What you should do
Starting at the first line of the entries and stopping after the line that contains "box: [404, 128, 1089, 328]", write those lines out again with each "clicks" replaced by "points" and everything else unchanged. Leave the picture out.

Stored data
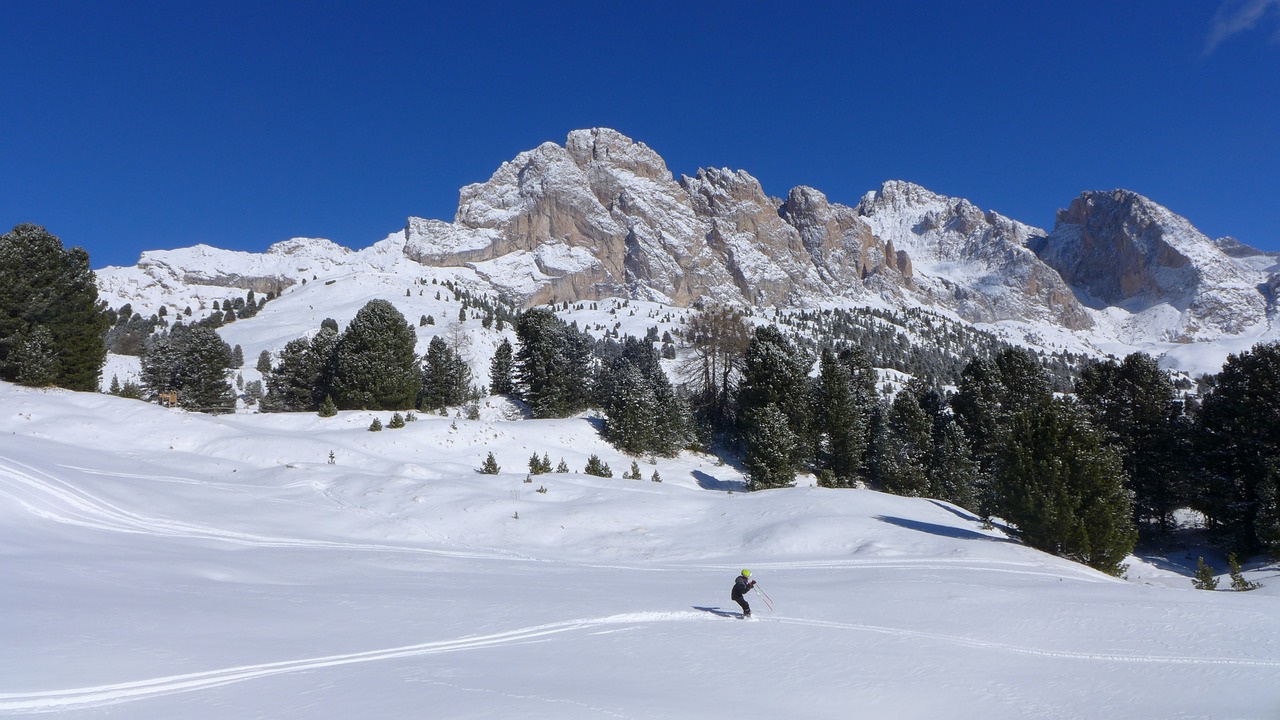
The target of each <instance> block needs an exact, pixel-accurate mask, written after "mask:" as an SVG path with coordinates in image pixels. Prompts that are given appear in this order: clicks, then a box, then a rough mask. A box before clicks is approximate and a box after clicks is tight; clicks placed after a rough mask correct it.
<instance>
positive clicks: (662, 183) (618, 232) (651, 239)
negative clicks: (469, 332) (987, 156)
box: [404, 128, 1089, 328]
mask: <svg viewBox="0 0 1280 720" xmlns="http://www.w3.org/2000/svg"><path fill="white" fill-rule="evenodd" d="M1034 232H1037V231H1034V228H1029V227H1027V225H1023V224H1020V223H1015V222H1012V220H1009V219H1007V218H1002V217H1000V215H996V214H983V213H982V211H979V210H978V209H977V208H974V206H973V205H969V204H968V202H965V201H960V200H952V199H946V197H942V196H938V195H934V193H931V192H928V191H925V190H924V188H920V187H916V186H911V184H909V183H886V186H884V187H883V188H882V190H881V191H879V192H878V193H870V195H868V197H867V199H864V200H863V202H860V204H859V206H858V208H849V206H845V205H838V204H832V202H829V201H828V199H827V197H826V196H824V195H823V193H822V192H819V191H817V190H814V188H810V187H796V188H794V190H791V192H790V193H788V195H787V199H786V200H785V201H783V200H777V199H772V197H769V196H768V195H767V193H765V192H764V190H763V188H762V187H760V183H759V182H758V181H756V179H755V178H753V177H751V176H750V174H748V173H745V172H742V170H736V172H735V170H728V169H718V168H710V169H701V170H699V172H698V173H696V174H695V176H694V177H687V176H685V177H681V178H680V181H678V182H677V181H676V179H675V178H673V177H672V174H671V172H669V170H668V169H667V165H666V163H664V161H663V160H662V158H660V156H658V154H657V152H654V151H653V150H650V149H649V147H648V146H645V145H644V143H640V142H634V141H631V140H630V138H627V137H625V136H622V135H621V133H618V132H616V131H611V129H602V128H596V129H589V131H575V132H572V133H570V136H568V140H567V141H566V143H564V146H563V147H561V146H558V145H556V143H550V142H548V143H544V145H541V146H539V147H536V149H534V150H530V151H527V152H521V154H520V155H518V156H516V159H515V160H512V161H509V163H504V164H503V165H502V167H500V168H499V169H498V170H497V172H495V173H494V174H493V177H490V178H489V181H486V182H484V183H476V184H471V186H467V187H465V188H462V192H461V199H460V202H458V211H457V214H456V217H454V220H453V223H443V222H439V220H422V219H417V218H412V219H411V220H410V223H408V227H407V228H406V229H404V252H406V255H408V256H410V258H412V259H415V260H417V261H420V263H425V264H434V265H467V266H470V268H474V269H475V270H476V272H479V273H480V274H481V275H484V277H485V278H486V279H489V281H490V282H492V283H494V284H495V286H497V287H498V288H499V290H502V291H503V292H504V293H506V295H508V297H511V299H513V300H517V301H520V302H524V304H538V302H550V301H576V300H590V299H599V297H604V296H628V297H637V299H645V300H657V301H663V302H672V304H676V305H689V304H692V302H698V301H703V300H708V301H721V302H748V304H751V305H781V304H803V302H809V301H817V300H820V299H823V297H832V296H846V297H856V296H864V295H867V293H877V295H882V296H888V297H891V299H897V300H900V301H905V300H906V299H908V297H913V299H915V300H916V301H924V302H927V304H932V305H940V306H943V307H948V309H951V310H955V311H956V313H959V314H960V315H961V316H964V318H966V319H969V320H975V322H995V320H1001V319H1010V318H1023V319H1034V318H1041V316H1046V318H1051V319H1052V320H1053V322H1057V323H1061V324H1065V325H1068V327H1071V328H1080V327H1087V325H1088V324H1089V318H1088V315H1087V314H1085V313H1084V311H1083V309H1080V306H1079V305H1078V304H1076V301H1075V299H1074V296H1073V295H1071V292H1070V291H1069V290H1068V288H1066V286H1065V284H1062V283H1061V281H1060V279H1059V278H1057V275H1056V273H1053V272H1052V270H1050V269H1048V268H1046V266H1044V265H1042V264H1041V263H1039V261H1038V260H1037V258H1036V256H1034V254H1032V252H1029V251H1028V250H1027V249H1025V242H1027V238H1028V237H1029V236H1030V234H1033V233H1034ZM1041 234H1042V233H1041ZM922 260H923V263H922ZM937 265H946V268H943V269H945V270H947V272H951V270H954V269H955V268H957V266H960V268H964V272H965V275H966V277H965V278H964V279H963V281H960V282H955V281H952V279H948V278H946V277H941V275H934V274H931V273H932V272H933V270H934V269H937V268H936V266H937ZM970 275H972V277H973V278H974V279H975V281H978V284H973V286H972V284H969V283H966V282H964V281H965V279H968V277H970Z"/></svg>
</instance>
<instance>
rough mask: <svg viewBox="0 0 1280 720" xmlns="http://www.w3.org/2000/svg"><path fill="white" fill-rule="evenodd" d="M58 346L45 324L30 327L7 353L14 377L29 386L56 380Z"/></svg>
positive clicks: (57, 363)
mask: <svg viewBox="0 0 1280 720" xmlns="http://www.w3.org/2000/svg"><path fill="white" fill-rule="evenodd" d="M58 363H59V360H58V348H56V347H54V333H51V332H49V328H46V327H45V325H35V327H32V328H31V329H29V331H28V332H27V334H26V336H24V337H23V338H22V340H20V341H19V342H18V346H17V347H15V348H14V351H13V352H10V354H9V364H10V366H12V368H13V370H14V379H15V380H18V383H20V384H24V386H29V387H47V386H51V384H54V383H55V382H56V380H58Z"/></svg>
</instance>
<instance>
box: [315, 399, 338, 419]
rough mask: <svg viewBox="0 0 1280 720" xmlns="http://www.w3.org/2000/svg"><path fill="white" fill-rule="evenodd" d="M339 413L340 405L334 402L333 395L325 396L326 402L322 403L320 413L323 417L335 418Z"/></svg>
mask: <svg viewBox="0 0 1280 720" xmlns="http://www.w3.org/2000/svg"><path fill="white" fill-rule="evenodd" d="M337 414H338V405H335V404H334V401H333V397H332V396H328V395H326V396H324V402H321V404H320V411H319V415H320V416H321V418H333V416H334V415H337Z"/></svg>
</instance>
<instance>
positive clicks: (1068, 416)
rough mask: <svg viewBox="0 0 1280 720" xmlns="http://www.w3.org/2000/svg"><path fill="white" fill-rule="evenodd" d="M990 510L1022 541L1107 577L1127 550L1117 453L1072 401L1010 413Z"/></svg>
mask: <svg viewBox="0 0 1280 720" xmlns="http://www.w3.org/2000/svg"><path fill="white" fill-rule="evenodd" d="M996 479H997V484H996V491H997V492H996V502H997V507H996V512H997V514H998V515H1000V516H1002V518H1005V519H1006V520H1009V521H1010V523H1012V524H1014V525H1015V527H1016V528H1018V533H1019V536H1020V537H1021V538H1023V539H1024V541H1025V542H1027V544H1029V546H1032V547H1036V548H1039V550H1043V551H1046V552H1053V553H1056V555H1061V556H1064V557H1070V559H1073V560H1078V561H1080V562H1084V564H1085V565H1089V566H1091V568H1096V569H1098V570H1103V571H1106V573H1111V574H1120V573H1121V571H1123V569H1124V568H1123V565H1121V562H1123V561H1124V559H1125V556H1126V555H1128V553H1129V552H1130V551H1133V547H1134V543H1135V542H1137V530H1135V528H1134V523H1133V505H1132V503H1133V498H1132V493H1130V492H1129V491H1128V488H1126V487H1125V484H1126V478H1125V474H1124V466H1123V464H1121V460H1120V454H1119V452H1117V451H1116V450H1115V448H1114V447H1112V446H1110V445H1107V443H1106V441H1105V438H1103V437H1102V434H1101V432H1098V430H1097V429H1096V428H1094V427H1093V425H1092V424H1091V423H1089V421H1088V418H1087V416H1085V414H1084V411H1083V410H1080V409H1079V407H1078V406H1076V404H1075V402H1074V401H1068V400H1055V398H1048V400H1042V401H1041V404H1039V406H1033V407H1024V409H1021V410H1019V411H1016V413H1015V414H1014V415H1012V416H1011V418H1010V423H1009V432H1007V434H1006V436H1005V442H1004V446H1002V448H1001V451H1000V454H998V457H997V473H996Z"/></svg>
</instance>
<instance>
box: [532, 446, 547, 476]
mask: <svg viewBox="0 0 1280 720" xmlns="http://www.w3.org/2000/svg"><path fill="white" fill-rule="evenodd" d="M550 471H552V459H550V457H548V456H547V454H543V456H541V457H539V456H538V454H536V452H535V454H532V455H530V456H529V474H530V475H541V474H545V473H550Z"/></svg>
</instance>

Response to this exercise
The target of each <instance> block needs an exact, pixel-accurate mask, written after "mask:" as an SVG path with coordinates in image pixels. Prompts that are given appear in this order: points, then a box, then a rough mask. A box before points is approximate and a box after points is tight; points placed after a rough mask correct it.
<instance>
positive points: (662, 183) (618, 232) (651, 239)
negative points: (469, 332) (987, 156)
box: [404, 128, 1089, 328]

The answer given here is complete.